DIRECTION: Reproduce the records below with "innermost point" changed to "central point" throughout and everything else unchanged. Leave the pictures out.

EXTRACTED ENTRIES:

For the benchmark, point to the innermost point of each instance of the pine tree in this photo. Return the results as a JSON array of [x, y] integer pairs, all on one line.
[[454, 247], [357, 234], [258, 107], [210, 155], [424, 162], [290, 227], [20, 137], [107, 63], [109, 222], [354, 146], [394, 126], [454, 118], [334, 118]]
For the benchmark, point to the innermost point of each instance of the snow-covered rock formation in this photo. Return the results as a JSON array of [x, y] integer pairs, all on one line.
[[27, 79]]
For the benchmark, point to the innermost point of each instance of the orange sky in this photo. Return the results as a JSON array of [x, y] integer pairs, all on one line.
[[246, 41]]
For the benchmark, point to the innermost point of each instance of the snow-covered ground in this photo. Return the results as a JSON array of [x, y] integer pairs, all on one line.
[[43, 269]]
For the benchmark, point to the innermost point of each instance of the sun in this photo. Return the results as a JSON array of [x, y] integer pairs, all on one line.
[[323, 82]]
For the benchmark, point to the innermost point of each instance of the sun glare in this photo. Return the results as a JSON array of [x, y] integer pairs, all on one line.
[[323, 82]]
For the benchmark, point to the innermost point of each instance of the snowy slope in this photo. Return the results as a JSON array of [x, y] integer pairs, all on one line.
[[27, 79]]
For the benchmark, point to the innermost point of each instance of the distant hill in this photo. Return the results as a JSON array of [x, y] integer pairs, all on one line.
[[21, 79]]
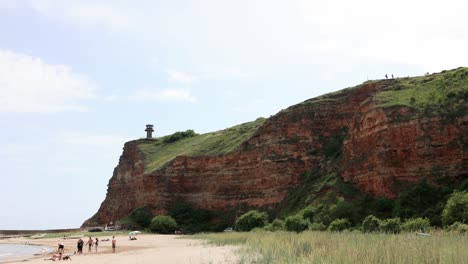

FINISHED EXERCISE:
For the benchmark, point to the central point of each instance of the pine tree in this photo. Return the results as a JSON array of [x, y] integer pairs, all on one line.
[[454, 247], [357, 234], [258, 107], [210, 155], [424, 162], [290, 227], [20, 137], [107, 63], [109, 222], [354, 146], [394, 126], [454, 118], [334, 118]]
For the benchmark, point to the central point of each instance of the snow-covered rock formation in this photo. Return the results as a JSON array of [x, y] integer pairs, all on one line.
[[27, 79]]
For the benchmark, point to the central point of each instance of the orange sky in this photo. Return the results as a JSON array of [x, y] integer pairs, all on one line.
[[246, 41]]
For the benchmark, point to the central point of each instance of the snow-covered ground in this photo. Return the results as a JSON array of [x, y] integer pairs, all on one line.
[[43, 269]]
For the benchmark, point to the central point of each instance of the sun in this photo. Return the results as a JSON array of [x, y] integer pairs, all on one line.
[[323, 82]]
For the benchmark, point to the central point of each instance of the sun glare in this photo. Return the results as a JSON array of [x, y] integer pairs, all on one line.
[[323, 82]]
For the benchmark, point to the central point of each instance of the snowy slope in this photo. Return the results as a JSON array of [x, y] integer pairs, all on one line.
[[27, 79]]
For the benchmark, point to the central point of each instance of the distant hill in this photo. Return the results as a JSON array of [x, y] integer pairs, all on one line.
[[21, 79]]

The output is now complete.